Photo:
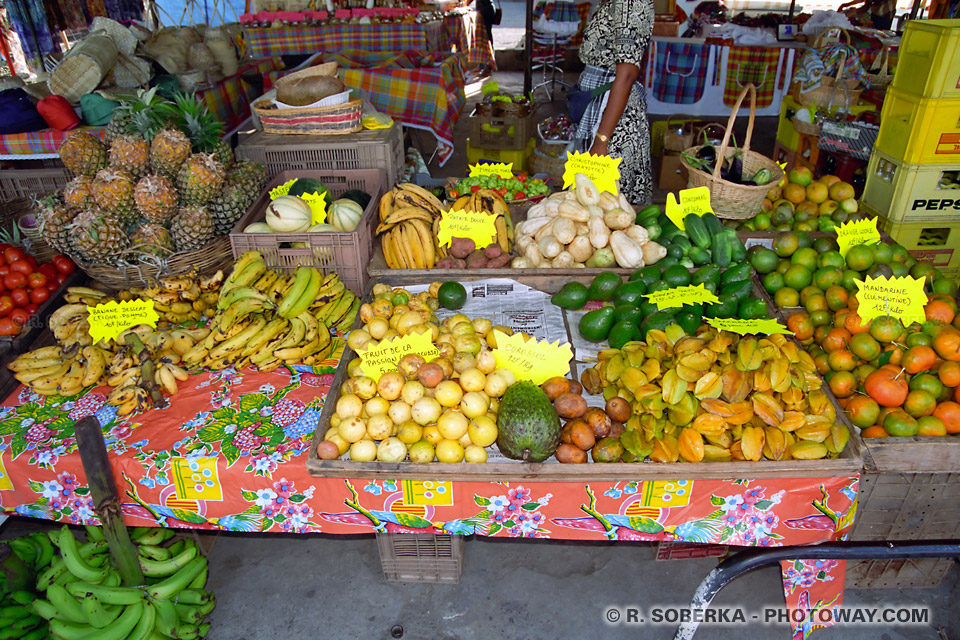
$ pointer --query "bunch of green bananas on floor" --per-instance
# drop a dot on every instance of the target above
(84, 597)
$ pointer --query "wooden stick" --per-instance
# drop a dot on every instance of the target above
(103, 489)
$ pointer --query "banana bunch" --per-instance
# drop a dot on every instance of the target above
(84, 597)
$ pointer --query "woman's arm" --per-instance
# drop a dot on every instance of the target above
(627, 74)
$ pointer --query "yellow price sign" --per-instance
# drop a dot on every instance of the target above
(696, 201)
(479, 226)
(383, 357)
(533, 360)
(603, 171)
(109, 320)
(902, 298)
(850, 234)
(679, 296)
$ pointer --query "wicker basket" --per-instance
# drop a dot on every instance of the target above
(730, 200)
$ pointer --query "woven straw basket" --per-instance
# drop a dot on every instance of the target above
(730, 200)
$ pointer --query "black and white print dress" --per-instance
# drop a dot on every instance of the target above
(620, 32)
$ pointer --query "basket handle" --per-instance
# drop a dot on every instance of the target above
(721, 154)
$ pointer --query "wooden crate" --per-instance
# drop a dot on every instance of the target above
(849, 463)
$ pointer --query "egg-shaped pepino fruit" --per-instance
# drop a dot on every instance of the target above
(409, 365)
(391, 450)
(380, 427)
(482, 431)
(425, 411)
(399, 411)
(412, 391)
(431, 434)
(486, 361)
(358, 339)
(473, 453)
(352, 429)
(421, 452)
(474, 404)
(452, 424)
(449, 451)
(378, 327)
(328, 450)
(409, 432)
(390, 385)
(448, 393)
(349, 406)
(363, 451)
(376, 406)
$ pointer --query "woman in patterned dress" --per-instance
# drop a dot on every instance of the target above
(615, 121)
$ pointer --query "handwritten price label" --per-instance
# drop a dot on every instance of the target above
(679, 296)
(696, 201)
(533, 360)
(603, 171)
(383, 357)
(107, 321)
(476, 225)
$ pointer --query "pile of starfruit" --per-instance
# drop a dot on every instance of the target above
(718, 396)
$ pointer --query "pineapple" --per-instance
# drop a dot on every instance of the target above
(192, 228)
(132, 154)
(156, 199)
(169, 149)
(83, 154)
(113, 191)
(152, 239)
(200, 179)
(98, 237)
(78, 193)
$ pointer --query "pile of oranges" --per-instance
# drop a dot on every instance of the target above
(890, 379)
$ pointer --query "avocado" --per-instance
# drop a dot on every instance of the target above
(528, 426)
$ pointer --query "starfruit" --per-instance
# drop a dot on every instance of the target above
(767, 408)
(665, 449)
(710, 385)
(690, 445)
(751, 443)
(807, 450)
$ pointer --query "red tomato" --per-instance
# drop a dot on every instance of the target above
(12, 254)
(39, 295)
(14, 280)
(20, 297)
(64, 264)
(36, 280)
(8, 328)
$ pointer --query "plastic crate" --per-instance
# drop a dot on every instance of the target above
(903, 192)
(519, 157)
(24, 183)
(501, 132)
(345, 253)
(928, 60)
(373, 149)
(920, 130)
(421, 557)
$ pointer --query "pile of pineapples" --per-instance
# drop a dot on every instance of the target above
(161, 182)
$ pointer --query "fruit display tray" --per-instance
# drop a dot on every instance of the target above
(848, 463)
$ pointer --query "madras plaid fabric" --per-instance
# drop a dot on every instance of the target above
(751, 64)
(369, 37)
(679, 71)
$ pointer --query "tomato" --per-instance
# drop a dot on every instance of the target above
(20, 297)
(36, 280)
(12, 254)
(39, 295)
(8, 328)
(14, 280)
(64, 264)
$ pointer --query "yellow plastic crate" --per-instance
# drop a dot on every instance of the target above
(919, 130)
(928, 60)
(903, 192)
______________________________
When a line in the material includes the word "yellow", copy it out.

$ pointer --query "yellow price sign" --per-instance
$ pointer --query "yellow plastic crate" --per-instance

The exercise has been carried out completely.